TEXTE -
◆ ◆ ◆ ◆ ◆ ◆ ◆
Entretien avec Alain de Benoist
La Manif pour tous (LMPT), dans sa dernière édition, a récemment rassemblé entre 80.000 et 500.000 personnes à Paris. Une bonne nouvelle, à votre avis ?
On ne peut que se réjouir de voir défiler dans la rue des foules hostiles à un gouvernement dont la nocivité n’est plus à démontrer. Mais au-delà du spectacle ? Béatrice Bourges, fondatrice du Printemps français, était à la manifestation. « J’en suis revenue, a-t-elle déclaré, non pas galvanisée comme je l’espérais, mais triste et mal à l’aise ». Je la comprends. Toute la question, en effet, est de savoir si les manifestations sont une fin ou un moyen. Si c’est un moyen, le plus élémentaire des réalismes oblige à constater que celle de ces dernières semaines, tout comme les précédentes, n’a strictement rien obtenu : « La vérité oblige même à dire que nous avons tout perdu », dit encore Béatrice Bourges.
◆ ◆ ◆ ◆ ◆ ◆ ◆
(Données d'ancrage d'objets en langage naturel)
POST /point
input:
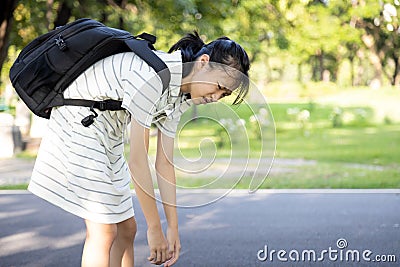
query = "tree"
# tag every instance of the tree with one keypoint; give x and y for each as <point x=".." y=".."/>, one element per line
<point x="6" y="15"/>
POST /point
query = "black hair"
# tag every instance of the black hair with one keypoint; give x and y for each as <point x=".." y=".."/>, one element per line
<point x="222" y="50"/>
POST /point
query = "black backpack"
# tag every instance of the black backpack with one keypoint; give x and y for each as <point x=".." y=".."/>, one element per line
<point x="51" y="62"/>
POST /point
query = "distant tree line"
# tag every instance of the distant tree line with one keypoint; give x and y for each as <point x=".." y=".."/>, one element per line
<point x="317" y="34"/>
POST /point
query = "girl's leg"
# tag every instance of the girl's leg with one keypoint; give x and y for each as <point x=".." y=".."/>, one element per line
<point x="122" y="248"/>
<point x="98" y="243"/>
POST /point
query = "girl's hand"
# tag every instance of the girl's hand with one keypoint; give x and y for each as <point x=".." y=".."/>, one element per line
<point x="158" y="246"/>
<point x="174" y="246"/>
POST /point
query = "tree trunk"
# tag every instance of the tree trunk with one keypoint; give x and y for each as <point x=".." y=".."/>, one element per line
<point x="374" y="59"/>
<point x="396" y="72"/>
<point x="6" y="16"/>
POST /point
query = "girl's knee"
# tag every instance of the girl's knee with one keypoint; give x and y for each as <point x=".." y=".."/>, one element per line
<point x="102" y="233"/>
<point x="127" y="229"/>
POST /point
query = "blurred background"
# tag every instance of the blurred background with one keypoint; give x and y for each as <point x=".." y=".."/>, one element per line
<point x="329" y="71"/>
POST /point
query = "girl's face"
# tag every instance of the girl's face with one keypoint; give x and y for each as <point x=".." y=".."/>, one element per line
<point x="206" y="84"/>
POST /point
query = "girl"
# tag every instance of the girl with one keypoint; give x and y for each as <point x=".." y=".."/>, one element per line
<point x="83" y="170"/>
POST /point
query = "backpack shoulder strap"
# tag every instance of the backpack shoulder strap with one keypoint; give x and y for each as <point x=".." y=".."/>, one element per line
<point x="141" y="48"/>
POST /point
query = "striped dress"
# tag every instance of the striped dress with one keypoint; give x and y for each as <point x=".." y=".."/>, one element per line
<point x="83" y="169"/>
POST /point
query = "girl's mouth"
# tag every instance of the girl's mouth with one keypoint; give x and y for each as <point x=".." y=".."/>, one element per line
<point x="207" y="100"/>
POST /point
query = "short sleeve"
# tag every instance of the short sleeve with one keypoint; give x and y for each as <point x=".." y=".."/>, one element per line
<point x="169" y="124"/>
<point x="142" y="89"/>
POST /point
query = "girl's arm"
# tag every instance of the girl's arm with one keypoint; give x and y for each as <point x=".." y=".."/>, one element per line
<point x="167" y="184"/>
<point x="141" y="175"/>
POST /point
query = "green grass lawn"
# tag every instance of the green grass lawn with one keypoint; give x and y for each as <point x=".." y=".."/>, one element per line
<point x="359" y="148"/>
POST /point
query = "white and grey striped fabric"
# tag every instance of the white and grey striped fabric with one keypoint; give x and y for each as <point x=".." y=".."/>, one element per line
<point x="83" y="169"/>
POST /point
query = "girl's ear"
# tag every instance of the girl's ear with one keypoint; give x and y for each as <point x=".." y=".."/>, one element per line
<point x="204" y="59"/>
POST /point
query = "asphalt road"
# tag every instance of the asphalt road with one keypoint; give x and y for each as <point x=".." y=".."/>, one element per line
<point x="238" y="230"/>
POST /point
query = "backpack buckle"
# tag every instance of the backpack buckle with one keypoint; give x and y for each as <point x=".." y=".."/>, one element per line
<point x="61" y="43"/>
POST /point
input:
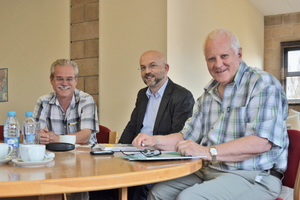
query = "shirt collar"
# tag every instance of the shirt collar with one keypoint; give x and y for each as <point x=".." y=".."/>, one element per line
<point x="160" y="92"/>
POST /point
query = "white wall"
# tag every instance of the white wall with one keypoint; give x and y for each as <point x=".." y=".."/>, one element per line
<point x="190" y="21"/>
<point x="33" y="34"/>
<point x="130" y="27"/>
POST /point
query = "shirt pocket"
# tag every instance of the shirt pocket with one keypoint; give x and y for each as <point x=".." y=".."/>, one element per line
<point x="235" y="122"/>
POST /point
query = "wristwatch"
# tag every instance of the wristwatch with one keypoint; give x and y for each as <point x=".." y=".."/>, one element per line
<point x="213" y="152"/>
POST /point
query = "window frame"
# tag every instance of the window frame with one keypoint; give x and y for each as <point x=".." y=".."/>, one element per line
<point x="285" y="48"/>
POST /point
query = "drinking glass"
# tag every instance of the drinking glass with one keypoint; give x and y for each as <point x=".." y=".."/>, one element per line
<point x="37" y="132"/>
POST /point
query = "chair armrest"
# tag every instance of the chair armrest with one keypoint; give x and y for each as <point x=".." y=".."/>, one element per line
<point x="112" y="137"/>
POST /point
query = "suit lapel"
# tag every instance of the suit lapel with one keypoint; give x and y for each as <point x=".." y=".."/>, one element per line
<point x="142" y="111"/>
<point x="163" y="104"/>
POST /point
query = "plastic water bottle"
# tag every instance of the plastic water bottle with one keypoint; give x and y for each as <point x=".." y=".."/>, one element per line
<point x="12" y="133"/>
<point x="28" y="129"/>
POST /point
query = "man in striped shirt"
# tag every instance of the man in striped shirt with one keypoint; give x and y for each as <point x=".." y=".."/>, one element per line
<point x="238" y="124"/>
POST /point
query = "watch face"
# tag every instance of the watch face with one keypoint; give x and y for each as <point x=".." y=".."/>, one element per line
<point x="213" y="151"/>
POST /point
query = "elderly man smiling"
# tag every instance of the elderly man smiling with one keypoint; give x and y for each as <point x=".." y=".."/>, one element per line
<point x="238" y="123"/>
<point x="66" y="110"/>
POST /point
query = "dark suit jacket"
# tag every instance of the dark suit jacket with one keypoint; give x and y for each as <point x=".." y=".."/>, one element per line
<point x="175" y="108"/>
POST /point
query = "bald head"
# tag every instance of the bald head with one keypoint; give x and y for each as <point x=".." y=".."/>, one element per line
<point x="154" y="55"/>
<point x="216" y="34"/>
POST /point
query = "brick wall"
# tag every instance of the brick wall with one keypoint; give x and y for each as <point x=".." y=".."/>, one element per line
<point x="279" y="28"/>
<point x="84" y="44"/>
◆ ◆ ◆ ◆ ◆ ◆ ◆
TÂCHE À FAIRE -
Répondez d'après l'entretien :
(a) Combien de personnes la dernière Manif pour tous a-t-elle rassemblées à Paris ?
(b) Quel mouvement Béatrice Bourges a-t-elle fondé ?
(c) Dans quel état dit-elle être revenue de la manifestation ?
Les entrées ne servent à rien ici.

RÉPONSE -
(a) Entre 80.000 et 500.000 personnes.
(b) Le Printemps français.
(c) Triste et mal à l'aise.